- TASKS TO COMPLETE -
a) According to the food web commentary, what share of the feeding links in real food webs does the "Goldilocks" model of food choice predict?
b) Copy the food web commentary word for word, from "Fig. 1. — Cross-scale" to "interactions (blue arrows).".

The “Goldilocks factor” in food webs

Eric L Berlow; Ulrich Brose; Neo D Martinez

doi:10.1073/pnas.0800967105

. 2008 Mar 11;105(11):4079–4080. doi: 10.1073/pnas.0800967105

The “Goldilocks factor” in food webs

Eric L Berlow ^*,^†,^‡, Ulrich Brose ^†,^§, Neo D Martinez ^†

PMCID: PMC2393745 PMID: 18334654

In a well known children's tale, the little girl, Goldilocks, nearly gets herself eaten by bears by boldly choosing between the three bears' porridge bowls: one too hot and another too cold. In this issue of PNAS, the article “Size, foraging, and food web structure,” by Petchey et al. (1), tells a similar story of food webs in which predator species choose between prey species that are too large or too small. In doing so, the authors show how an easily observed species trait—body size—can address long-standing ecological questions about who eats whom in complex natural communities. Although previous models explain well the general network properties of food webs, Petchey et al. go further by explaining how the particular links found between species within specific food webs can result from optimal foraging of predators on prey that are neither too large nor too small. Like Goldilocks, optimal predators choose food that is “just right.”

In choosing their food, predators and other consumers create food webs—the feeding networks among species that sustain the life support systems on earth. Ecologists continue to discover fascinating regularities in the structure of this interdependent complexity (2, 3). Elucidating the mechanisms responsible for these regularities is a fundamental step in tackling long-standing questions in ecology that range from “What confers stability to complex ecosystems?” (4) to “How does species loss alter the abundance of other species?” (5). Surprisingly simple rule-based models successfully capture the overall structure of real food webs (2, 6, 7) and enable further theoretical exploration by stochastically generating webs that mimic the overall structure of real webs (6, 8–10). However, such models lack mechanistic explanations for their input parameters and poorly predict the actual links in real food webs. Petchey et al. (1) have synthesized the allometry of body size with optimal foraging theory to address both the first limitation (11), and now the second, by assuming that predators are more efficient at consuming prey that are smaller than themselves, but not too small. This “Goldilocks” model of food choice successfully predicts up to 65% of the feeding links in real food webs, and in doing so helps to solve the notoriously difficult problem of integrating ecology from individuals to ecosystems (Fig. 1).

Fig. 1. — Cross-scale integration from individuals to ecosystems. Petchey *et al.* (1) model organisms' size-based foraging and integrate it with the network structure of food webs (red arrow). This work contributes to a broad research program that uses body size to integrate different levels of trophic organization and interactions (blue arrows).

The specific idea that the network structure of food webs may emerge from optimally foraging individuals is intuitively appealing but technically challenging. Petchey et al.'s (1) two mathematical foraging functions require that three or four parameters be fitted to each food web. Further work is needed to address the unexplained variability in these parameters (up to 26 orders of magnitude) and to reduce the analytical complexity of formulating and fitting them. Nonetheless, an important contribution is their linking of body size to prey-handling times within the foraging functions, both of which factors set upper bounds to predators' prey size. The more successful of the two functions also sets a lower limit to the body sizes of prey species. This concept of consumers feeding on contiguous ranges of prey body masses within boundaries is deeply rooted in foraging theory (12, 13) and is highly consistent with observed food web structure (14). However, this research has lacked the mechanistic bridge between foraging theory and food web topology. Petchey et al. provide this bridge by integrating both the foraging consequences of body size and the energy content of individual prey.

- EXTRACTED RECORDS -
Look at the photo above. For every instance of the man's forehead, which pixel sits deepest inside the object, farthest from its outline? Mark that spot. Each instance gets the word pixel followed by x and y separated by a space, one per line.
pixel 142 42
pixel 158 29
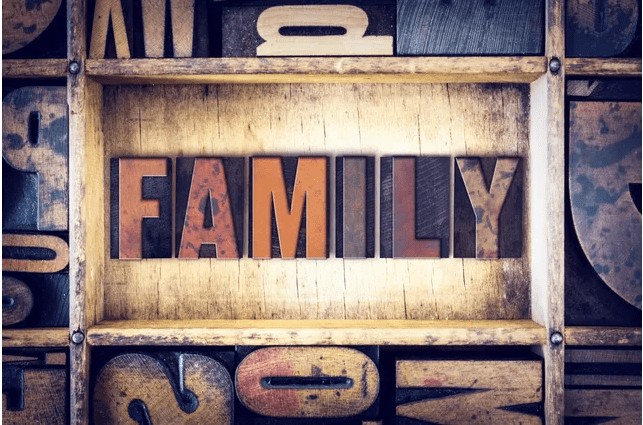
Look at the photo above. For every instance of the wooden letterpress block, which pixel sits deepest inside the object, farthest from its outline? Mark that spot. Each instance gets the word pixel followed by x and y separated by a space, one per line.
pixel 275 29
pixel 602 383
pixel 462 27
pixel 600 28
pixel 47 294
pixel 35 140
pixel 143 388
pixel 32 393
pixel 468 392
pixel 141 208
pixel 415 208
pixel 488 208
pixel 307 382
pixel 289 207
pixel 209 207
pixel 33 253
pixel 23 22
pixel 355 207
pixel 604 169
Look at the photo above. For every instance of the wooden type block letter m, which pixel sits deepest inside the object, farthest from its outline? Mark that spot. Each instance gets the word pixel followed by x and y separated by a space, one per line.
pixel 286 186
pixel 140 208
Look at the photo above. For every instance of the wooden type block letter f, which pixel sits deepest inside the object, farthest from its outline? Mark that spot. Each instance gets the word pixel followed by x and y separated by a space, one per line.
pixel 285 186
pixel 141 208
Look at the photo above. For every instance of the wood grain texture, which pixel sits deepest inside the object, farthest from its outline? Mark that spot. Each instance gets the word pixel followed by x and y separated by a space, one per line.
pixel 36 68
pixel 317 332
pixel 19 301
pixel 316 119
pixel 23 21
pixel 51 243
pixel 501 27
pixel 505 383
pixel 43 337
pixel 256 376
pixel 135 388
pixel 35 140
pixel 45 398
pixel 602 335
pixel 320 70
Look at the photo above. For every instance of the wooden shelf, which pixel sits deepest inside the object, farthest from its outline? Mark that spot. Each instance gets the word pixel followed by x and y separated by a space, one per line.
pixel 319 70
pixel 34 68
pixel 603 67
pixel 598 335
pixel 317 332
pixel 44 337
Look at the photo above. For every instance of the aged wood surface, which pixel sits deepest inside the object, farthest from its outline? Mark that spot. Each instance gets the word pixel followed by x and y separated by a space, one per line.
pixel 604 159
pixel 602 335
pixel 53 243
pixel 23 21
pixel 35 140
pixel 137 388
pixel 45 395
pixel 257 385
pixel 426 27
pixel 317 332
pixel 36 68
pixel 505 383
pixel 314 119
pixel 19 301
pixel 297 70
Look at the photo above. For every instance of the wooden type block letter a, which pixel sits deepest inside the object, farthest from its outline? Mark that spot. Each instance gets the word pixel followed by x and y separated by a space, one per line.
pixel 415 207
pixel 35 140
pixel 209 207
pixel 141 208
pixel 286 185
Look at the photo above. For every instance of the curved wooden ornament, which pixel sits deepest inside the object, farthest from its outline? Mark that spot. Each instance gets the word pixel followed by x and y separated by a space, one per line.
pixel 307 382
pixel 23 21
pixel 53 243
pixel 137 388
pixel 17 301
pixel 604 159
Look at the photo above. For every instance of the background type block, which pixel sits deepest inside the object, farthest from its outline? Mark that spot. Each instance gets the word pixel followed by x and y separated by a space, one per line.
pixel 289 207
pixel 32 392
pixel 142 388
pixel 355 207
pixel 601 28
pixel 488 198
pixel 487 391
pixel 604 163
pixel 307 382
pixel 294 29
pixel 415 210
pixel 209 207
pixel 461 27
pixel 141 208
pixel 35 140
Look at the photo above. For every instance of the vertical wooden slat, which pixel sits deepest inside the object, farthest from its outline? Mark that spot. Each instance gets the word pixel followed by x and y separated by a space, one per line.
pixel 547 202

- SET OF ANSWERS -
a) Up to 65% of the feeding links.

b)
Fig. 1. — Cross-scale integration from individuals to ecosystems. Petchey *et al.* (1) model organisms' size-based foraging and integrate it with the network structure of food webs (red arrow). This work contributes to a broad research program that uses body size to integrate different levels of trophic organization and interactions (blue arrows).